Problem to solve :: What is needed is every line of the material that contains "neighboring".
[[ Entries shown, beginning ]]
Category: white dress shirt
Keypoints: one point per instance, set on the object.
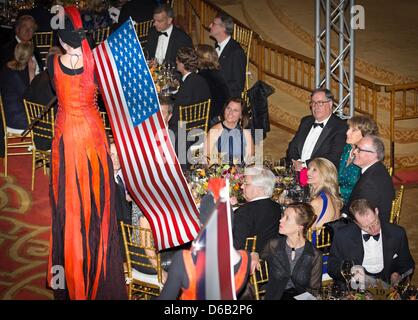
(311, 140)
(222, 45)
(162, 45)
(373, 254)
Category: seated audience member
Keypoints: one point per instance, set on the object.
(380, 247)
(260, 215)
(209, 69)
(25, 27)
(294, 264)
(14, 80)
(164, 39)
(349, 173)
(321, 135)
(323, 184)
(228, 141)
(375, 183)
(232, 57)
(182, 281)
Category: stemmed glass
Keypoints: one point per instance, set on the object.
(346, 266)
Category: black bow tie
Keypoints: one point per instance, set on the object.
(366, 237)
(316, 124)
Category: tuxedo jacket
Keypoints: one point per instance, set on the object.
(256, 218)
(233, 63)
(347, 244)
(330, 143)
(178, 39)
(376, 186)
(7, 54)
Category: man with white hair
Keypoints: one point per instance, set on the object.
(260, 215)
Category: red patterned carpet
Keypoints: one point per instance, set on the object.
(24, 232)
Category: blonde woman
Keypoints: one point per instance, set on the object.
(14, 80)
(323, 184)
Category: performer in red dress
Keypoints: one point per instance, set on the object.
(84, 238)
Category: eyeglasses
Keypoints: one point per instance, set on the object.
(318, 103)
(363, 150)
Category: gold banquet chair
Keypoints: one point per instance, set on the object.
(395, 213)
(14, 144)
(100, 35)
(142, 29)
(321, 239)
(136, 241)
(44, 127)
(259, 277)
(244, 37)
(43, 41)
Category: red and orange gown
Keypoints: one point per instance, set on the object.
(84, 237)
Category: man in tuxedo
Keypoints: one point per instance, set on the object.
(232, 58)
(165, 39)
(260, 215)
(193, 89)
(380, 248)
(24, 29)
(374, 184)
(320, 135)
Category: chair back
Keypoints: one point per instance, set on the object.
(142, 29)
(14, 144)
(137, 241)
(244, 37)
(195, 116)
(43, 41)
(395, 213)
(100, 34)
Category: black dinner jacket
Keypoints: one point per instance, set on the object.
(7, 54)
(193, 90)
(233, 67)
(347, 244)
(256, 218)
(376, 186)
(178, 39)
(330, 143)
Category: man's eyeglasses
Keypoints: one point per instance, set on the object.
(318, 103)
(363, 150)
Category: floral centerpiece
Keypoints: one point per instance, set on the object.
(198, 178)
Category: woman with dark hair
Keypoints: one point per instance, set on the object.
(348, 172)
(228, 141)
(209, 69)
(294, 264)
(84, 234)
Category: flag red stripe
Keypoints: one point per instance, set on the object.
(125, 139)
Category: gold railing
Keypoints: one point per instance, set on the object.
(298, 70)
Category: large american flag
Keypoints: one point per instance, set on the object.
(214, 248)
(150, 167)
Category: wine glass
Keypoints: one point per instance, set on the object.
(346, 266)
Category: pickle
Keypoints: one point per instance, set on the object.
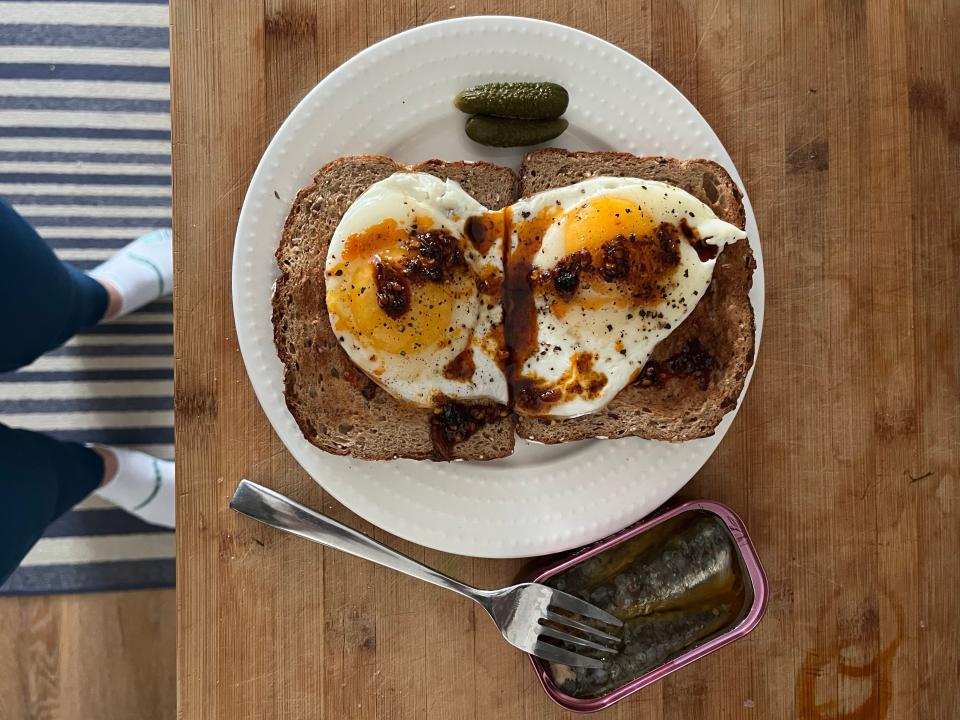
(527, 101)
(510, 132)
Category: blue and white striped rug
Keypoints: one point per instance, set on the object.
(85, 156)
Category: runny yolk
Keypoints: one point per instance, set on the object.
(597, 221)
(421, 329)
(386, 238)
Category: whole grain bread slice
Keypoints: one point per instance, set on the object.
(338, 408)
(722, 324)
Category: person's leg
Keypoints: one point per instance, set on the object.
(43, 301)
(40, 479)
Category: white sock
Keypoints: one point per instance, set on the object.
(141, 271)
(143, 486)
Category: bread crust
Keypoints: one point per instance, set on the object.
(340, 410)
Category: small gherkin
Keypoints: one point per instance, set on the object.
(521, 100)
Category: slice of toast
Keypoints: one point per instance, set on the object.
(682, 407)
(338, 408)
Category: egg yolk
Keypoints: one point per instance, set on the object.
(425, 326)
(595, 222)
(386, 239)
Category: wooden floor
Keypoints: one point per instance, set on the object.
(100, 656)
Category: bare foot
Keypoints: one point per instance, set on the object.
(109, 463)
(115, 301)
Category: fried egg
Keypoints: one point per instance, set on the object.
(598, 274)
(413, 300)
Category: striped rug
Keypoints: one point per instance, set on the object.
(85, 156)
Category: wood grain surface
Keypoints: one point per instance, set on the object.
(843, 119)
(99, 656)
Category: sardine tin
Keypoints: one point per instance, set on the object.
(754, 573)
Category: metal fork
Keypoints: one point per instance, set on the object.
(528, 615)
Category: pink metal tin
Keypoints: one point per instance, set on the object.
(754, 572)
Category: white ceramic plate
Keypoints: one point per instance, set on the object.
(395, 98)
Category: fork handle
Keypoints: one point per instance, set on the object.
(272, 508)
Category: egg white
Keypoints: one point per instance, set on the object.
(588, 330)
(418, 377)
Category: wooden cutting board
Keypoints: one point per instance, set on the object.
(844, 122)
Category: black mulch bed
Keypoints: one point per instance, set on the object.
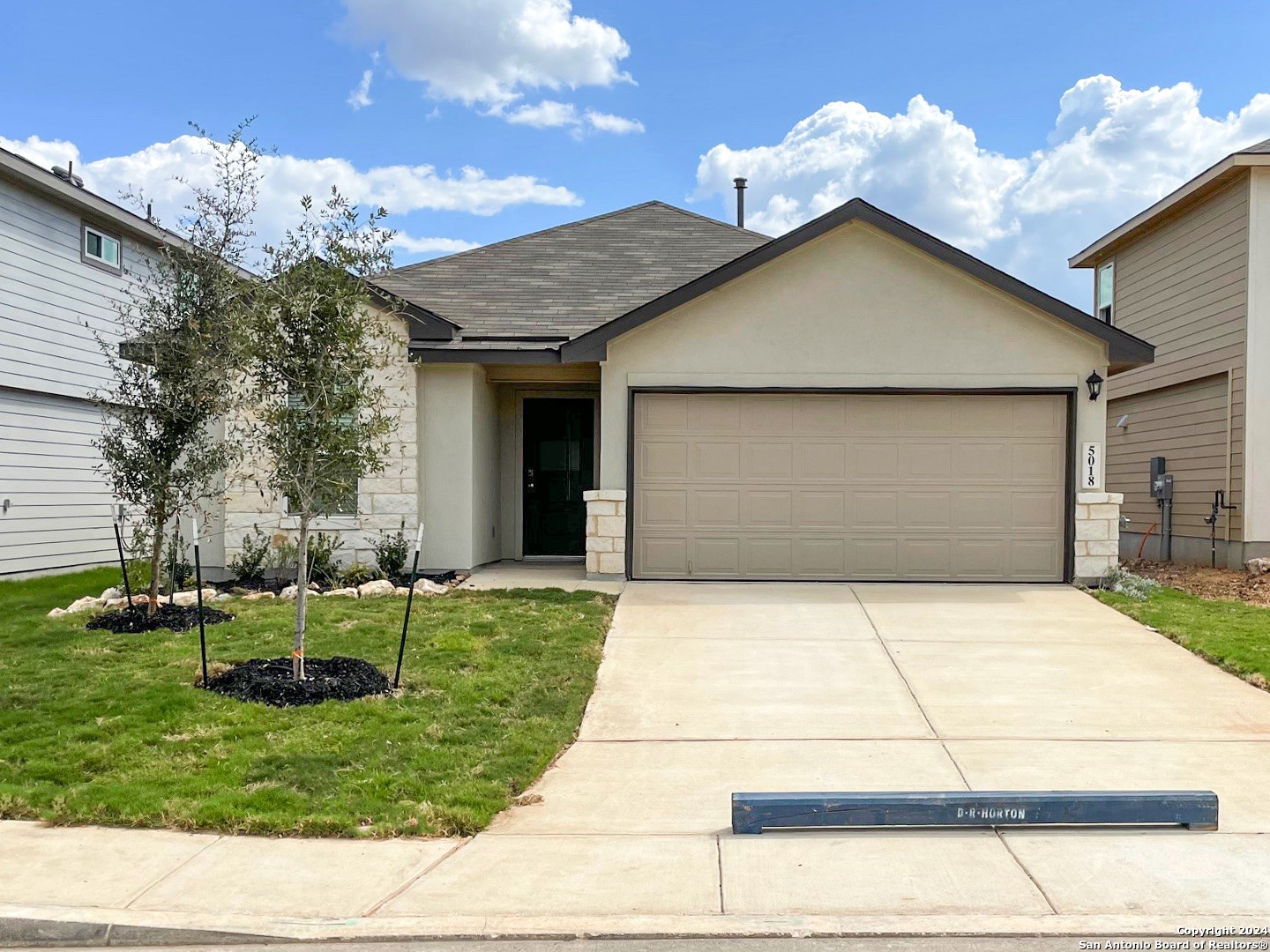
(268, 681)
(133, 621)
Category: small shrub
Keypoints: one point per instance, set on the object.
(1125, 583)
(358, 574)
(249, 565)
(323, 565)
(392, 551)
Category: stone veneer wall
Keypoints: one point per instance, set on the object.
(1097, 534)
(383, 501)
(606, 533)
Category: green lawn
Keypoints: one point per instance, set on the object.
(111, 729)
(1232, 635)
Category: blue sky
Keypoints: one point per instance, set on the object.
(1016, 131)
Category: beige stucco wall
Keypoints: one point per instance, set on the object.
(459, 482)
(383, 501)
(851, 309)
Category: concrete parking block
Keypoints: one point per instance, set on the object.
(865, 873)
(687, 786)
(262, 876)
(571, 876)
(88, 866)
(1238, 772)
(987, 614)
(1169, 873)
(1073, 692)
(719, 689)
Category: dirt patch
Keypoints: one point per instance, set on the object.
(1203, 582)
(133, 621)
(268, 681)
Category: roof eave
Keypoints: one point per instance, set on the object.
(1204, 182)
(1124, 349)
(422, 353)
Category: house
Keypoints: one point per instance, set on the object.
(673, 398)
(66, 258)
(1192, 273)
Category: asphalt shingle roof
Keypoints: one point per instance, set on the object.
(559, 283)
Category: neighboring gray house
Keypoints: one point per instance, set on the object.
(65, 259)
(1192, 274)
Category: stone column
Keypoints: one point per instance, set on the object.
(606, 533)
(1097, 534)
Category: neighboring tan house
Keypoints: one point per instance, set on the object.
(1192, 274)
(65, 262)
(675, 398)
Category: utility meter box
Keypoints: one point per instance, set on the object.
(1161, 481)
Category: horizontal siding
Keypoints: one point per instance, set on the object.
(1184, 287)
(58, 505)
(54, 308)
(1188, 426)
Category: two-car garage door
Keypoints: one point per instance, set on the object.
(914, 487)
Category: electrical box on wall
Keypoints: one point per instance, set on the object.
(1161, 481)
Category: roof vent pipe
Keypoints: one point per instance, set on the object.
(68, 175)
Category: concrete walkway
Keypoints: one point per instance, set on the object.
(706, 689)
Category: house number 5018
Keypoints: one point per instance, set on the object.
(1091, 466)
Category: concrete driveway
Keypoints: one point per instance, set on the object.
(712, 688)
(706, 689)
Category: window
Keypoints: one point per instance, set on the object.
(1105, 291)
(343, 501)
(101, 249)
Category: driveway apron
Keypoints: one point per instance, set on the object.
(713, 688)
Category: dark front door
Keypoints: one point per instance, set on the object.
(559, 466)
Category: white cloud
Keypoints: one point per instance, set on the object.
(608, 122)
(430, 247)
(1113, 152)
(46, 153)
(285, 179)
(488, 52)
(546, 115)
(361, 97)
(553, 115)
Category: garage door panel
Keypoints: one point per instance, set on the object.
(852, 487)
(822, 509)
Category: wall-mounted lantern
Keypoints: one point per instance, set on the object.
(1095, 383)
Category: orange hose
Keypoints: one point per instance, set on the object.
(1145, 537)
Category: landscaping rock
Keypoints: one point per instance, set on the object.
(184, 599)
(84, 605)
(374, 589)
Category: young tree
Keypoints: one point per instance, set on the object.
(179, 324)
(318, 420)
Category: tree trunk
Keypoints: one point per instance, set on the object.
(155, 560)
(297, 649)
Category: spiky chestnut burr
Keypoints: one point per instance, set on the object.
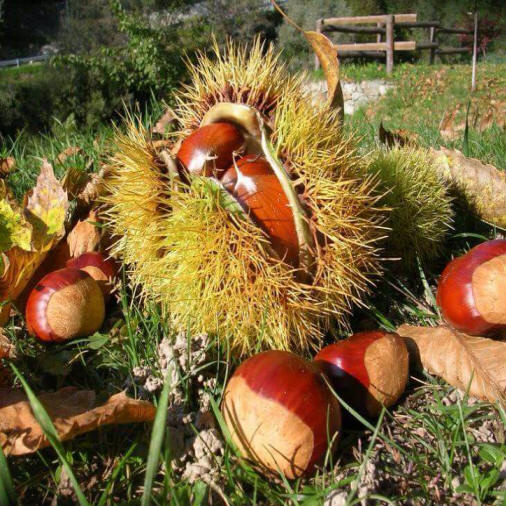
(253, 183)
(422, 214)
(209, 150)
(194, 248)
(472, 290)
(280, 413)
(369, 369)
(103, 270)
(65, 304)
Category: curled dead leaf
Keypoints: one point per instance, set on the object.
(72, 411)
(483, 186)
(393, 138)
(466, 362)
(85, 236)
(327, 55)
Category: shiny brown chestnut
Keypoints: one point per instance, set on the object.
(253, 183)
(368, 370)
(209, 150)
(280, 413)
(472, 290)
(65, 304)
(103, 270)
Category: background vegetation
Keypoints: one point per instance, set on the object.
(117, 52)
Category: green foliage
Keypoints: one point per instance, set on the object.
(149, 62)
(240, 20)
(421, 213)
(94, 85)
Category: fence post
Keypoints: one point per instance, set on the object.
(319, 24)
(475, 50)
(432, 38)
(390, 44)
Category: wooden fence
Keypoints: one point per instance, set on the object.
(385, 25)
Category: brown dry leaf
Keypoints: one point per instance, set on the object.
(45, 210)
(70, 151)
(85, 236)
(393, 138)
(482, 184)
(7, 165)
(72, 411)
(327, 55)
(165, 121)
(477, 363)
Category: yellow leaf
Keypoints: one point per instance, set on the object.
(327, 55)
(72, 411)
(45, 212)
(466, 362)
(46, 208)
(483, 186)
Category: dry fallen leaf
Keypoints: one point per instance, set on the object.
(477, 363)
(393, 138)
(327, 55)
(165, 121)
(72, 411)
(85, 236)
(482, 184)
(70, 151)
(44, 214)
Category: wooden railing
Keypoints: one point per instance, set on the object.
(385, 28)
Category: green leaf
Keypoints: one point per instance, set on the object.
(199, 493)
(14, 230)
(155, 444)
(7, 493)
(491, 453)
(52, 436)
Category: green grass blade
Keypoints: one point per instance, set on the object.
(52, 436)
(7, 493)
(103, 498)
(465, 140)
(155, 445)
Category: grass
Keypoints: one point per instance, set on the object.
(435, 447)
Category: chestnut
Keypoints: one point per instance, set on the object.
(65, 304)
(280, 413)
(253, 183)
(209, 150)
(368, 369)
(103, 270)
(472, 290)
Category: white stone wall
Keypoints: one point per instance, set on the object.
(356, 94)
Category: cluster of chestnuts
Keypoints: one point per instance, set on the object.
(279, 408)
(283, 416)
(70, 302)
(217, 150)
(472, 290)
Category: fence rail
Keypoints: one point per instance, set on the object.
(16, 62)
(385, 25)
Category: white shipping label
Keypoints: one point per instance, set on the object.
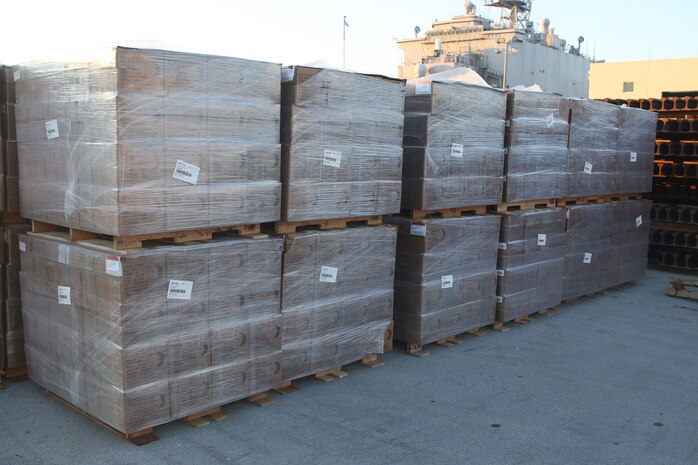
[[ Entries shown, end ]]
Exercise result ::
Category: neighboring gray house
Category: neighboring tan house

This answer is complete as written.